EXERCISE DESCRIPTION:
In the passage about Koyama's theology, what did the "old time" missionaries believe God used to open the Thai door for the Western Gospel?

PAGE TEXT:
The "old time" missionaries firmly believed that God
used the forces of social and economic change to open the Thai
door for the reception of the Western Gospel. Koyama's view
is more complex; he sees the paradox and the ambivalence involved
in claiming God's presence in modernization—but he still
makes the claim for that presence. In doing so, he betrays a
view of Southeast Asian history that modern day historians will
reject out of hand, namely that pre-colonial Asia was culturally
stagnant and needed an external challenge. He claims, for example,
"Modernization is, in this sense, an 'ointment' for a stagnant
and traditional Asia." (page 46) Koyama, again, is keenly
aware of the brutality and arrogance of Western colonialism,
yet he still boldly holds to this central premise of colonialism
as ointment and the contention that Siam was stagnant and makes
these assertions a central theme in his theology in the northern
Thai context.

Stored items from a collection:
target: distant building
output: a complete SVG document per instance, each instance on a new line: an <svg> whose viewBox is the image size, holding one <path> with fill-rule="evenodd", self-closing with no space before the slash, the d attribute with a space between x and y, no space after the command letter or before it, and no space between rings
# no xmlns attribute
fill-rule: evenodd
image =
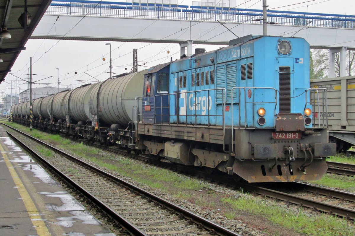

COMPLETED EXERCISE:
The forces of social and economic change.